:: INFORMATION PROVIDED ::
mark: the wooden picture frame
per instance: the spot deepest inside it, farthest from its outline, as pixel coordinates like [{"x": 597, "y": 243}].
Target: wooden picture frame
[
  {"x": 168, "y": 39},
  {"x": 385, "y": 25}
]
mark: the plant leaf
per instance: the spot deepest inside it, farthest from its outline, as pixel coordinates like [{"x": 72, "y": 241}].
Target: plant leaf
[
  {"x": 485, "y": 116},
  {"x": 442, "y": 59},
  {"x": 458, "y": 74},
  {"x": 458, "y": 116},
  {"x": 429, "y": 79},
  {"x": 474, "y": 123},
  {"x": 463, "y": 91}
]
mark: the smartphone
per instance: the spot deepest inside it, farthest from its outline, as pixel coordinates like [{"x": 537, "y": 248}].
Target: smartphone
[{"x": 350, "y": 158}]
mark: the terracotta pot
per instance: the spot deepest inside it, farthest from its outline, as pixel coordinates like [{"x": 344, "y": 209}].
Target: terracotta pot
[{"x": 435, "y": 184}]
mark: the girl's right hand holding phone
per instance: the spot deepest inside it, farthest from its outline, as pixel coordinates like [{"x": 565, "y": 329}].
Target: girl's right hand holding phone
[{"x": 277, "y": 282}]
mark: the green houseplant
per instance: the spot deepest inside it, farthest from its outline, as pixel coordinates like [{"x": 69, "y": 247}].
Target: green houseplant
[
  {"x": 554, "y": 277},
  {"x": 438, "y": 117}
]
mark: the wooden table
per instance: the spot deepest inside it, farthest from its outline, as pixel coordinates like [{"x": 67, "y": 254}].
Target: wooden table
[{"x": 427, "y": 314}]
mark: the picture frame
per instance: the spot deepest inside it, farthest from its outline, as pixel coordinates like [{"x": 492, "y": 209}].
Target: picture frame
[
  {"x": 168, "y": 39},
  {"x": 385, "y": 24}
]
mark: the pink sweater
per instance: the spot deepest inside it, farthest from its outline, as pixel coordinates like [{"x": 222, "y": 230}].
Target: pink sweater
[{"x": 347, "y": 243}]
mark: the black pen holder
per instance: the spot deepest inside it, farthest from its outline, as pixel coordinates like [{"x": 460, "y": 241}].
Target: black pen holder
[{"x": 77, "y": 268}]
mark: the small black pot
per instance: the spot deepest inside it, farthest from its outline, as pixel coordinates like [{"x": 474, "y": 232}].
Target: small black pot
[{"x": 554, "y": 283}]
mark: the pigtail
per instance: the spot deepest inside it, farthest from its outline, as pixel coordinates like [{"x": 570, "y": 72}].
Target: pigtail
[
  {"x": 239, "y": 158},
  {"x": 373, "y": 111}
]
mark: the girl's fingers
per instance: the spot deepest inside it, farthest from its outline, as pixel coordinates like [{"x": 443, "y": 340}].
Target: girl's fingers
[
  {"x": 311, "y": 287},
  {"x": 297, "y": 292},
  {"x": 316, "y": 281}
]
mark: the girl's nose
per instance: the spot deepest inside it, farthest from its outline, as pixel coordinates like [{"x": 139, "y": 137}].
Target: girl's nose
:::
WHAT YOU NEED TO DO: Although the records may continue, retype only the lines from the first one through the one containing "mark: the smartphone", exactly as they appear.

EXPECTED ANSWER:
mark: the wooden picture frame
per instance: the spot deepest inside it, farthest from its outline, as pixel coordinates like [{"x": 597, "y": 243}].
Target: wooden picture frame
[
  {"x": 168, "y": 39},
  {"x": 385, "y": 25}
]
mark: the plant leaf
per instance: the spot deepest inside it, farthest from its outline, as pixel coordinates like [{"x": 72, "y": 241}].
Target: plant leaf
[
  {"x": 485, "y": 116},
  {"x": 442, "y": 59},
  {"x": 458, "y": 74},
  {"x": 458, "y": 116},
  {"x": 429, "y": 79},
  {"x": 474, "y": 123},
  {"x": 463, "y": 91}
]
mark: the smartphone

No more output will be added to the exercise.